Work instructions: The expected output is every line from the one containing "The function MUST return, for every instance of the metal" to the end of the data below, exactly, and no other line.

Entries supplied:
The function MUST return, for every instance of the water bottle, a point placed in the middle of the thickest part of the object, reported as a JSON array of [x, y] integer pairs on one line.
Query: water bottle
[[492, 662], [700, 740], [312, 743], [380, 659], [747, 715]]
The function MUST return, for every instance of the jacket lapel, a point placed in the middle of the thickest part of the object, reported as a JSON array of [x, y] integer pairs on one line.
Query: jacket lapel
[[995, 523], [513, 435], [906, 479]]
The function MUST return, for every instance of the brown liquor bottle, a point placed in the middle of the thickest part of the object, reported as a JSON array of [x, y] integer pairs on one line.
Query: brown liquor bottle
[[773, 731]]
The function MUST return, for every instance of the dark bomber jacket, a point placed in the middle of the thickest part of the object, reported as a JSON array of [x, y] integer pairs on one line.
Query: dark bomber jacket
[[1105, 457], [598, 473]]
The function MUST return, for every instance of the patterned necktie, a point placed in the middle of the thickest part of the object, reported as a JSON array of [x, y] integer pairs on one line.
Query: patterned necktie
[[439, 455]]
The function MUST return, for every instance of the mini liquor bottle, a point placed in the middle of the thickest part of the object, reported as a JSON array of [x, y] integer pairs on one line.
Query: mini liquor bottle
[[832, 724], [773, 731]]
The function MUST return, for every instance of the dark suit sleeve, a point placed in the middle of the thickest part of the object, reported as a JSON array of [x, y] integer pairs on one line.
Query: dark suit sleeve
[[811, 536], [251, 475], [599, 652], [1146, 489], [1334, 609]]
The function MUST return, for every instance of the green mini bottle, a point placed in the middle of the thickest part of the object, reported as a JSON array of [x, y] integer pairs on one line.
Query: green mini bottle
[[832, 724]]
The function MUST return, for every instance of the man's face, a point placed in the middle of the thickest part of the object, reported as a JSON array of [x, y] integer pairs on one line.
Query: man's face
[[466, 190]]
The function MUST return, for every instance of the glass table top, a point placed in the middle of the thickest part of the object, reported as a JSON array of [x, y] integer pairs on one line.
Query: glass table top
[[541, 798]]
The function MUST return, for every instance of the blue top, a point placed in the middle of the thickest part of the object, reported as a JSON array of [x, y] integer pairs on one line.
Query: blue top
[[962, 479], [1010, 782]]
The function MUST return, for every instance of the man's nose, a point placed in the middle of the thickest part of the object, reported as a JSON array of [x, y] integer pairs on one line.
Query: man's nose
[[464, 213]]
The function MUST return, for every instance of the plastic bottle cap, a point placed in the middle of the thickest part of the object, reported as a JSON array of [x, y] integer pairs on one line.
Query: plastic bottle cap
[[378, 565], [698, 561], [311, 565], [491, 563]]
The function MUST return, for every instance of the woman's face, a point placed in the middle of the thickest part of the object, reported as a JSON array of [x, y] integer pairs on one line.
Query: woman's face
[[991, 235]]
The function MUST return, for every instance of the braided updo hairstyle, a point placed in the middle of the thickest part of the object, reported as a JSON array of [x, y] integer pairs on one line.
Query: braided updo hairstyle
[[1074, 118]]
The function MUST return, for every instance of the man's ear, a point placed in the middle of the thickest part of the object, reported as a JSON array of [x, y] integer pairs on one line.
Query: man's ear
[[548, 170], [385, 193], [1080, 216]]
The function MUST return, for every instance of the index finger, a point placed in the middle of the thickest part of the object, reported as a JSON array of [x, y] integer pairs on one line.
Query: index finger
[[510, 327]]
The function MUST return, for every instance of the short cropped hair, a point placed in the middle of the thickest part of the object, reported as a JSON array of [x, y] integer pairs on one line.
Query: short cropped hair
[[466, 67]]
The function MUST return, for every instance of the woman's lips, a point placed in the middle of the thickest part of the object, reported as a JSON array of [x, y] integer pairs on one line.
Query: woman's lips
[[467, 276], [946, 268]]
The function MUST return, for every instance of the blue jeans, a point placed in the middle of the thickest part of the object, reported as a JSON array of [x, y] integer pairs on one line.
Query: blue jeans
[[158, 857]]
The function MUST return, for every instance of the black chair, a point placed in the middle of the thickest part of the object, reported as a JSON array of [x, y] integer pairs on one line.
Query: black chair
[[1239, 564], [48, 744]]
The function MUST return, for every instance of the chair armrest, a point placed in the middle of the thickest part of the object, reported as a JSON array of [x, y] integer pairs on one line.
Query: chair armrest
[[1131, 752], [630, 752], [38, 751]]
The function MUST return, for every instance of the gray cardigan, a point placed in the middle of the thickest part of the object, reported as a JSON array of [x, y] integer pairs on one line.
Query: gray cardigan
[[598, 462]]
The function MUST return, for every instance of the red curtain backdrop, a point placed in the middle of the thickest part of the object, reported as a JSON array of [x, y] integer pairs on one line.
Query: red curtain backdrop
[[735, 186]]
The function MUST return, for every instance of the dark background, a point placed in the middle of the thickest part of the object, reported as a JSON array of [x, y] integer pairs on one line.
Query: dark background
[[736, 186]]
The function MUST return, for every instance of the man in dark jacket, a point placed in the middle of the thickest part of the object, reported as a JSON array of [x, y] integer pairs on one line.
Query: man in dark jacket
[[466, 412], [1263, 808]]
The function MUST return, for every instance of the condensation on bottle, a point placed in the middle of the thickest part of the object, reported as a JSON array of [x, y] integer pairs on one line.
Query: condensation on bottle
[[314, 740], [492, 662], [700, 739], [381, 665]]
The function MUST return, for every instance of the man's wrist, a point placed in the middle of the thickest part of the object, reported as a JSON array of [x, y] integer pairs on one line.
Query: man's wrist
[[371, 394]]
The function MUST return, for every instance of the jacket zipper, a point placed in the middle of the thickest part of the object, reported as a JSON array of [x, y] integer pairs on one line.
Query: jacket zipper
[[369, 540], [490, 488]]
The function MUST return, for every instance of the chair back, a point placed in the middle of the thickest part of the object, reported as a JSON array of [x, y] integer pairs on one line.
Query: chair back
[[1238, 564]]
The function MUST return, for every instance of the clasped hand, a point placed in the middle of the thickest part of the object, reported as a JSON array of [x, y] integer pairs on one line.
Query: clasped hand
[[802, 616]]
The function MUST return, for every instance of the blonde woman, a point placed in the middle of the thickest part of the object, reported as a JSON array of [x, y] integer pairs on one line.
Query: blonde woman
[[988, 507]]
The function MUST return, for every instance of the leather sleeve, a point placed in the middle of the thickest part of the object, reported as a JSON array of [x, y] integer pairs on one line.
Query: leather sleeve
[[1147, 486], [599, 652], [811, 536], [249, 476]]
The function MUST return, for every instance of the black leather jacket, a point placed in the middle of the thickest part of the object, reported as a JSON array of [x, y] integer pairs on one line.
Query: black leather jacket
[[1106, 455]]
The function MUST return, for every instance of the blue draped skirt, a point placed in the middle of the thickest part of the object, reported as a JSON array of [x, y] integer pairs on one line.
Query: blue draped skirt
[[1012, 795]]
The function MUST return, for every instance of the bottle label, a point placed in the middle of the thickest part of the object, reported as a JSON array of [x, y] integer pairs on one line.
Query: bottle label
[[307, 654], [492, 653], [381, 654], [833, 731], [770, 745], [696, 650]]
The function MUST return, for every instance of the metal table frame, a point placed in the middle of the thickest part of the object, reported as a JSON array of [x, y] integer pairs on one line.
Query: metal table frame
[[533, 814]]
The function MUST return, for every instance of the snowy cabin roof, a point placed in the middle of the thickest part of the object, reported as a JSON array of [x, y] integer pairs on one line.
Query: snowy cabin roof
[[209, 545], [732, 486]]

Task result:
The function MUST return, for every instance of the metal table frame, a point placed in the middle of the thickest part of the object, reported as a JSON array of [x, y] integer pairs on one line.
Query: metal table frame
[[533, 814]]
The function MUST return, for every instance of the snowy cabin roof, a point placed in the middle of the thickest part of the object, reported as a JSON array of [x, y] integer pairs on one line.
Query: snowy cabin roof
[[209, 545], [732, 486]]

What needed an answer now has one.